[Given instruction] Skip every line before the one containing "Put one marker on each instance of the black", then copy that line and the rest of the entries below exactly, through the last line.

[Records shown]
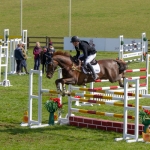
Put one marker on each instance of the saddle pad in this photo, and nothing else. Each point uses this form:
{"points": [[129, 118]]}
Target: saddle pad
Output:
{"points": [[96, 69]]}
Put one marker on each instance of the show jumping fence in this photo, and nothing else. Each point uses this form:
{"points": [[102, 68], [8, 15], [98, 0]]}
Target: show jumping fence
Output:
{"points": [[57, 41], [135, 49]]}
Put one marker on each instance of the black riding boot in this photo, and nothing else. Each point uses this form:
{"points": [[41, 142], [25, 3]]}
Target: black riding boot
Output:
{"points": [[95, 76]]}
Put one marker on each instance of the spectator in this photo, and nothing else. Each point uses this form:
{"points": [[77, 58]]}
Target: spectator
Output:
{"points": [[24, 63], [43, 57], [18, 57], [36, 52], [50, 49]]}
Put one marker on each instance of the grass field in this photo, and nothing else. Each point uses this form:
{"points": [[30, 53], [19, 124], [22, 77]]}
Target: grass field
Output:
{"points": [[90, 18]]}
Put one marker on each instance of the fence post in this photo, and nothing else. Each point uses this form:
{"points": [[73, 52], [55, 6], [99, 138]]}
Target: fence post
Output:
{"points": [[27, 42]]}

[Finished exercise]
Put one marker on each instance of the black riding boot in this photo, and nothing else. Each point uses this form:
{"points": [[41, 142], [25, 3]]}
Target: black riding boot
Output:
{"points": [[95, 76]]}
Put one marker on each instance of the spectator in this photo, and nothing else. Each point uses this form:
{"points": [[77, 58]]}
Target: spectator
Output:
{"points": [[24, 63], [43, 57], [18, 57], [36, 52], [50, 49]]}
Put one marker on each instance of the grass field in this photo, and nothing else. Each point uses this form:
{"points": [[30, 53], [19, 124], [22, 77]]}
Target: grass field
Output:
{"points": [[90, 18]]}
Put one marker on each instance of the fence post in this photo, and nothing else. Each point uses this form:
{"points": [[73, 52], [55, 6], [99, 138]]}
Target: fence post
Output:
{"points": [[27, 42]]}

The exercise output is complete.